▸ **Supplied text**:
****************

Enough is enough

A dear friend recently gave me a gentle nudge to write (“more blogs please missy!!!”) which at first, I resisted. I’ve been feeling heavy recently and I wasn’t sure how to write from that place. How do I action love in the heaviness? How do I even summon the energy to write? Silly, soppy love blog, argh! Why did I even decide to start you in the first place?!

Moan-ey me, I gave the excuse that my soul has been feeling a bit knocked recently and they said, “write about being knocked?”

I haven’t been able to shake off this provocation. Be brave, do it! I heard my heart whisper. So here I am, a week later, writing about feeling knocked. It feels exposing and vulnerable, but I am letting myself be guided by this whisper…

Am I enough?

It has taken me many, many years to affirm this statement, I am enough. To accept myself, just as I am. My journey towards self-acceptance started a couple of years ago. Up until this point, I carried with me weighty, internalised feelings of shame, guilt and a longing to belong, which impeded my self-belief. This started in my teens and was much worse then. I felt so lost and never properly addressed it. I was living unconsciously with the belief that who I am, wasn’t enough. I wasn’t enough to be seen, accepted or loved. I didn’t think I belonged here.

****************

▸ **Objective**:
Can you resume the blog post about learning to feel enough, picking up right after its last sentence? The records that follow come from a separate source and have no connection to the blog post.

****************

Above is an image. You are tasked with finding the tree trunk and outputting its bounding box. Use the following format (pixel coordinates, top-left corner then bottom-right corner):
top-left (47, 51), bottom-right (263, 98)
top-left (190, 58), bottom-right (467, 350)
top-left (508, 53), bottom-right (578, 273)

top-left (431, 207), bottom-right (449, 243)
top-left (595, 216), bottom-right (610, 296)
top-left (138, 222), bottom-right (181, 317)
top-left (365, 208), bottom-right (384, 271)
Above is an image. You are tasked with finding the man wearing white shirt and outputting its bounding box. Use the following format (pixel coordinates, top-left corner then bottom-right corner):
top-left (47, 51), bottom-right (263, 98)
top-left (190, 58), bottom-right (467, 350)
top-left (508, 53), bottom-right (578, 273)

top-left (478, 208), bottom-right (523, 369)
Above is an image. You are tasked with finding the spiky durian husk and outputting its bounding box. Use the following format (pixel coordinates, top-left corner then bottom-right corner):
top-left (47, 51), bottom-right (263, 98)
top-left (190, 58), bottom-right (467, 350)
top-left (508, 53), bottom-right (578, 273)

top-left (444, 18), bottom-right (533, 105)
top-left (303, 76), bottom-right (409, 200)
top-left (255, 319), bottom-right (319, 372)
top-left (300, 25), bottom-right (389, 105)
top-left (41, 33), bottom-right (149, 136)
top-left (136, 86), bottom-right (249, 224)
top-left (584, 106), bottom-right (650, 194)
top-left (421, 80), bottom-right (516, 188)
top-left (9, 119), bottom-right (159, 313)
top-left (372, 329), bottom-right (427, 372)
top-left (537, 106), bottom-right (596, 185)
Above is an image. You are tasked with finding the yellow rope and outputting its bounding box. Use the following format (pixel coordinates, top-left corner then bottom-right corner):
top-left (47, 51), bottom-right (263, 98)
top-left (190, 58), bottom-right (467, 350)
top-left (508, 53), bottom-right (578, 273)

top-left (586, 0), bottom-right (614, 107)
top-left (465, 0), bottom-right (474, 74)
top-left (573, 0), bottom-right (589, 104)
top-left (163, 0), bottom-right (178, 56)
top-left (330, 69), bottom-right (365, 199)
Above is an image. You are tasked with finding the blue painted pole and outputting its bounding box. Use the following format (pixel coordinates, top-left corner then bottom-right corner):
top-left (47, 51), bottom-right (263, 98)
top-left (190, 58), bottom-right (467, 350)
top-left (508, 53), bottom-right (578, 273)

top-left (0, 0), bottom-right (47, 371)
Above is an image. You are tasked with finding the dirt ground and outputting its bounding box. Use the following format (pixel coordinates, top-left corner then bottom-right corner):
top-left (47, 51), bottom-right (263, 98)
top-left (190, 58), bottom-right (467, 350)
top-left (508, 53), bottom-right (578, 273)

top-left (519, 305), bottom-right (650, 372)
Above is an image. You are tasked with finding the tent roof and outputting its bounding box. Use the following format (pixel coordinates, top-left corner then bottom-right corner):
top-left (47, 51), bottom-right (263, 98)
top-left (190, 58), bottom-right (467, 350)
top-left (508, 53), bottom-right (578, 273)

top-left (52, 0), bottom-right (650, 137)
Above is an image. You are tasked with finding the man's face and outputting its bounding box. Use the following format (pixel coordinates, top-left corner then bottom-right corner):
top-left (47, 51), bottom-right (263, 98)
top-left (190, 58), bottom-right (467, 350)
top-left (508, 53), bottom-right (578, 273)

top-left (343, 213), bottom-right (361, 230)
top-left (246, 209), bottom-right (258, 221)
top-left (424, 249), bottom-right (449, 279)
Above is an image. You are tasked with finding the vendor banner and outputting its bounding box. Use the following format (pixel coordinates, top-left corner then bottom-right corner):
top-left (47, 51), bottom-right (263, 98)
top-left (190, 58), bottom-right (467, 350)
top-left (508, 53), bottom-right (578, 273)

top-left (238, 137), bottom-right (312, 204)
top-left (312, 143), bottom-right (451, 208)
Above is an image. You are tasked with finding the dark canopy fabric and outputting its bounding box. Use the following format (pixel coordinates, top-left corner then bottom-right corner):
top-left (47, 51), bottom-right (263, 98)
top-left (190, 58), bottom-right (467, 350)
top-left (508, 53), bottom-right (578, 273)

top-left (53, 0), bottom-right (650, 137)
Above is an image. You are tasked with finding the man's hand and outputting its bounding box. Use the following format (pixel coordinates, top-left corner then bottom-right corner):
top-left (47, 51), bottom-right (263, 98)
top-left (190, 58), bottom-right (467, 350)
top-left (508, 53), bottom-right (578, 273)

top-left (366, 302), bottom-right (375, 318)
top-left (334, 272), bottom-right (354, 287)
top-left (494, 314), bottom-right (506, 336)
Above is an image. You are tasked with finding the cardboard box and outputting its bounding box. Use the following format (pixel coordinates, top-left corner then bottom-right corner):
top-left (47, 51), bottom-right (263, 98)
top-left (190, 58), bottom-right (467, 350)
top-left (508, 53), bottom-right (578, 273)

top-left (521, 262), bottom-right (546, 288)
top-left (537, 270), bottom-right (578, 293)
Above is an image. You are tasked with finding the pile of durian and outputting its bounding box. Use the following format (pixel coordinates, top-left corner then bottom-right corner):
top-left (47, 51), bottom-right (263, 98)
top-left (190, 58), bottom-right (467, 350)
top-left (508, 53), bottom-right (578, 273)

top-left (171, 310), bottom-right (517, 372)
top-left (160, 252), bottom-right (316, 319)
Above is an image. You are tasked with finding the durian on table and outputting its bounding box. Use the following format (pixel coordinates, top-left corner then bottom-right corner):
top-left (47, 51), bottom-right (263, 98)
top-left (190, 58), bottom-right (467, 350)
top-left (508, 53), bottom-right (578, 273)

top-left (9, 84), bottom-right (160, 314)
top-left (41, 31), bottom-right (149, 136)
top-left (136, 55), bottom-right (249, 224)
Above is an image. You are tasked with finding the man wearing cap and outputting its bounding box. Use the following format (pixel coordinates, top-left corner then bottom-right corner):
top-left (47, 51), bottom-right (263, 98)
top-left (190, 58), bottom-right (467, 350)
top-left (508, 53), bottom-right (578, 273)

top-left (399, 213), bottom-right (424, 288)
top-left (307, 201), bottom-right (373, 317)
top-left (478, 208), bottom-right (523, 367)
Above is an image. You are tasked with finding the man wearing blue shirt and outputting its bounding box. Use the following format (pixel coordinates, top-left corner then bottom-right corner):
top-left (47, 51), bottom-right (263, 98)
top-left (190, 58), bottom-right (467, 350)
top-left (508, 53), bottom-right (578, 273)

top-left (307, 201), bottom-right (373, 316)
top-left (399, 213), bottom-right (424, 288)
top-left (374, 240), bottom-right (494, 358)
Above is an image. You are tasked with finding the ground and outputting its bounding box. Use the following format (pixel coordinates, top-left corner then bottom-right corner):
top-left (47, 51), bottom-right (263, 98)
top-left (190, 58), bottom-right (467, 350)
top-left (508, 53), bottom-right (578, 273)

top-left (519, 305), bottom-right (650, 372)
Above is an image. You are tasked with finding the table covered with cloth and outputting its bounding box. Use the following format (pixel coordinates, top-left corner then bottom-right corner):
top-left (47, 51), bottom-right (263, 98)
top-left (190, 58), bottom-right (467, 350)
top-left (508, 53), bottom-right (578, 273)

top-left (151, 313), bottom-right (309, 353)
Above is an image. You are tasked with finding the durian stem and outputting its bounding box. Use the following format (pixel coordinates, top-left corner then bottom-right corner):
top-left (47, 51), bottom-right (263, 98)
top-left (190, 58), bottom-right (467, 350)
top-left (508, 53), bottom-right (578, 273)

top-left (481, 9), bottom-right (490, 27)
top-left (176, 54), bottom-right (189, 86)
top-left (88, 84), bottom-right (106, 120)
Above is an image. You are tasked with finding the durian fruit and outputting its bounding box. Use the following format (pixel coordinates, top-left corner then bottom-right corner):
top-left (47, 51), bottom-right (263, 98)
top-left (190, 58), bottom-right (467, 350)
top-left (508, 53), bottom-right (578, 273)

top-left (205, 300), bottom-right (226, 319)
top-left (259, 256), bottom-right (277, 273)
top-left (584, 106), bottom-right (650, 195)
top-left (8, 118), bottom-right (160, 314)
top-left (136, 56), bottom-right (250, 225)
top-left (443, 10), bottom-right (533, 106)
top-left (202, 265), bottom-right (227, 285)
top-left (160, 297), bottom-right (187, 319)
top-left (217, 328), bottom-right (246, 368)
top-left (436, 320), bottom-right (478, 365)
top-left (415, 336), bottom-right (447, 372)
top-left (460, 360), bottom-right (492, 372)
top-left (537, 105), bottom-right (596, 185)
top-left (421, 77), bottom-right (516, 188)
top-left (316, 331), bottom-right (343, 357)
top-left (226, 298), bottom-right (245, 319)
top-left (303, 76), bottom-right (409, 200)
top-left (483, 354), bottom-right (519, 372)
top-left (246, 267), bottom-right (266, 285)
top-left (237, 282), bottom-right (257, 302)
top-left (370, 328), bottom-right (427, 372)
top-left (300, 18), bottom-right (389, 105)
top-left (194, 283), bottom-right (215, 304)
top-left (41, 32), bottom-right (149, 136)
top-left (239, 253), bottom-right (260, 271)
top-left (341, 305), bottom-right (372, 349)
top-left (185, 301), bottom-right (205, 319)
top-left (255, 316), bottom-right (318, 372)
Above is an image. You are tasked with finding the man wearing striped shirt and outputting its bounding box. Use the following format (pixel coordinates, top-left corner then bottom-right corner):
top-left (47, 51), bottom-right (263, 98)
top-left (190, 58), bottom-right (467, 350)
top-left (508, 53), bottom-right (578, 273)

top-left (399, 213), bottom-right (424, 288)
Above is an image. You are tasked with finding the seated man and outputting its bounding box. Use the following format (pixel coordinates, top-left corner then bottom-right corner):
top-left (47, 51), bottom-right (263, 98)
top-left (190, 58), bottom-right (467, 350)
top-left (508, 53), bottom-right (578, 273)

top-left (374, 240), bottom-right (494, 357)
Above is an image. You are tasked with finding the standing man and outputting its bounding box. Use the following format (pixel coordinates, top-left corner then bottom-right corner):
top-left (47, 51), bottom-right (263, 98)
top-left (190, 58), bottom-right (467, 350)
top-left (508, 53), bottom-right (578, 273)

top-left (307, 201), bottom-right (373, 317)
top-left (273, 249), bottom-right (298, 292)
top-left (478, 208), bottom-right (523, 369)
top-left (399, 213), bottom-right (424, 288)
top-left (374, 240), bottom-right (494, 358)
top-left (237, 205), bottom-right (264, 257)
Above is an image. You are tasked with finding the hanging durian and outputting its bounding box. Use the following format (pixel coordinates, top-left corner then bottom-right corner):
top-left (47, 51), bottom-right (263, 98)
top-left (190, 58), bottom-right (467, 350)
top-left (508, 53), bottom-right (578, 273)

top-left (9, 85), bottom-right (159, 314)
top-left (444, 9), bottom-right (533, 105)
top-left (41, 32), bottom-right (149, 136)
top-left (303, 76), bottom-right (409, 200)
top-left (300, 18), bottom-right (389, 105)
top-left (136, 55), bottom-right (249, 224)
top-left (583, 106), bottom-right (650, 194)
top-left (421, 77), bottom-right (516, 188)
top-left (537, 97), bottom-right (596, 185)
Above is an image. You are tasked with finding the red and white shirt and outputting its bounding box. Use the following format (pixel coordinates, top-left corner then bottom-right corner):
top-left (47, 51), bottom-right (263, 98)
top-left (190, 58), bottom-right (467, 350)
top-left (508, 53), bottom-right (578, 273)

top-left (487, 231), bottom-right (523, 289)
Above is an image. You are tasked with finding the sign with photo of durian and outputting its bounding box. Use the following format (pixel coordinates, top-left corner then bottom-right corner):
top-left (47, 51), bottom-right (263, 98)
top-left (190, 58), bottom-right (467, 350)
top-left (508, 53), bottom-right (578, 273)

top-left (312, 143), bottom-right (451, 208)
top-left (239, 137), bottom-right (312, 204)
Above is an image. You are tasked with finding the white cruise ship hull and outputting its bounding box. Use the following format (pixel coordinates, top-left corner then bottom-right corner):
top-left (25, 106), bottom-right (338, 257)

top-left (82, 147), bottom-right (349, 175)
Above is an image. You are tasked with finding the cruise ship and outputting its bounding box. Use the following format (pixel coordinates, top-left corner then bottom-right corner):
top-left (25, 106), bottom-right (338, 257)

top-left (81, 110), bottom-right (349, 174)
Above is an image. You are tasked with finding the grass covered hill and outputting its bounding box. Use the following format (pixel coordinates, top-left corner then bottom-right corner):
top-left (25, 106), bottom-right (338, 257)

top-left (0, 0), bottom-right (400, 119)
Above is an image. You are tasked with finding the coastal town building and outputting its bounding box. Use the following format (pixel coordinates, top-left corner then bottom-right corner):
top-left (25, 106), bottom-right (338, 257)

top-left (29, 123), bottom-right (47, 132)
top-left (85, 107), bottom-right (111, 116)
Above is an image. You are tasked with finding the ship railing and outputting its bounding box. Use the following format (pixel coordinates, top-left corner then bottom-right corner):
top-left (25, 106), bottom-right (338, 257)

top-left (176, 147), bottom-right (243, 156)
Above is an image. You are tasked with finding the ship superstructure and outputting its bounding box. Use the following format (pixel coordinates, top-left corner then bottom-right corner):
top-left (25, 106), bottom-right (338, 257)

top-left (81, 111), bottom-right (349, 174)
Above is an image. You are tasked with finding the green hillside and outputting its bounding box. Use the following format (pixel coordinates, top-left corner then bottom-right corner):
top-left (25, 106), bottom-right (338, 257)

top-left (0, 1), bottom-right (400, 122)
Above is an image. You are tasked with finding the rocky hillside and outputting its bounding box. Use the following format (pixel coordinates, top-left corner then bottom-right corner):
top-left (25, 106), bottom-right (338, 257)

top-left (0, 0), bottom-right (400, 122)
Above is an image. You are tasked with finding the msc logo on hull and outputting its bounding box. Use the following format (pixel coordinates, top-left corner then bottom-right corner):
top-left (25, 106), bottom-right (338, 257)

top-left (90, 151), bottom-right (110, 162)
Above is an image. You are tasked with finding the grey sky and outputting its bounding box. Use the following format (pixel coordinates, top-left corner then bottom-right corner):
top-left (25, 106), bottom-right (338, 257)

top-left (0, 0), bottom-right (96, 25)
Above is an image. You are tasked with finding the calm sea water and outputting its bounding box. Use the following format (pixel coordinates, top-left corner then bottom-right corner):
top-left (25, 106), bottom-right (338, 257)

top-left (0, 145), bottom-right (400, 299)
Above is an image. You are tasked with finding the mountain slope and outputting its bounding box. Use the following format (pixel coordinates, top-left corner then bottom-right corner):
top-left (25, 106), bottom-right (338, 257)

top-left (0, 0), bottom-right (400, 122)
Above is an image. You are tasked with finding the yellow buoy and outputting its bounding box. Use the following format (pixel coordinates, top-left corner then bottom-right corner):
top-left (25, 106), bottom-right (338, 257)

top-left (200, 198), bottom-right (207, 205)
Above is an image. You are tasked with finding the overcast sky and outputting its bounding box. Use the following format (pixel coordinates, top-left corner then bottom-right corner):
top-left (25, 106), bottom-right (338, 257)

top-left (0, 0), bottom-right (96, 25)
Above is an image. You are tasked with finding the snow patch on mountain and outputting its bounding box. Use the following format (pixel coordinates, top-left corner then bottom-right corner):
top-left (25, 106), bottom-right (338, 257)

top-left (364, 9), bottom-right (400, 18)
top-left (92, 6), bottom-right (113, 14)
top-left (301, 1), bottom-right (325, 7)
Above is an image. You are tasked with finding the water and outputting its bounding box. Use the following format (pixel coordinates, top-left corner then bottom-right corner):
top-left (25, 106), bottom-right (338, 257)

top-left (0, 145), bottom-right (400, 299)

****************

▸ **Exercise response**:
So – like we all do – I overcompensated. This was self-punishment and I know I am not uncommon in this experience, which is why I am sharing it. I projected the aspects of myself that were accepted, that helped me to feel like I was belonging: my all-loving, playful, helpful self, that so desperately craved validation and visibility. I whacked that up! In doing so, I silenced my anger, invalidating my frustrations and feelings of injustice. To overcome this, I decided to love unconditionally, because I knew Love was the answer. At this point, I directed my love towards everything and everyone, other than myself. Perhaps Love would help me to belong?

 In this state, it didn’t.

A chronic people pleaser, I moved through the world feeling very raw and lacking a serious amount of self-worth. Over a decade of living unauthentically… oh the violins, violins… I exhausted myself. And others close to me, too. That wasn’t loving. What is even more punishing, is that the projection that I worked so hard to maintain determined the trajectory of my life. It was a mask; it wasn’t real. It focused my ambitions, passions, beliefs, friendships and relationships. It had such a hold over me that I didn’t know who I was without it. The exhaustion became too much, and I realised I had to let go of it all.

I began to recognise much of my suffering stemmed from resisting my evolution. There was no other choice than to face the changes I had been so deeply afraid of, so reluctant to make. I had to take my first steps into the unknown and begin navigating how to let go of everything I thought I knew about myself. This required a tremendous amount of patience, forgiveness and strength, which I believe every one of us has in abundance, if nurtured mindfully.

This leads me to the present…

It has been extremely painful letting go of who I thought I was, to become who I am. Or not even become, just be. It has also been confusing. But my grief and confusion are conscious, real, and in that, I already belong more than I ever did before. And I feel more able to love – truly love both inwards and outwards – and for that alone, it’s worth it.

I am enough.  

You are enough.

We are enough.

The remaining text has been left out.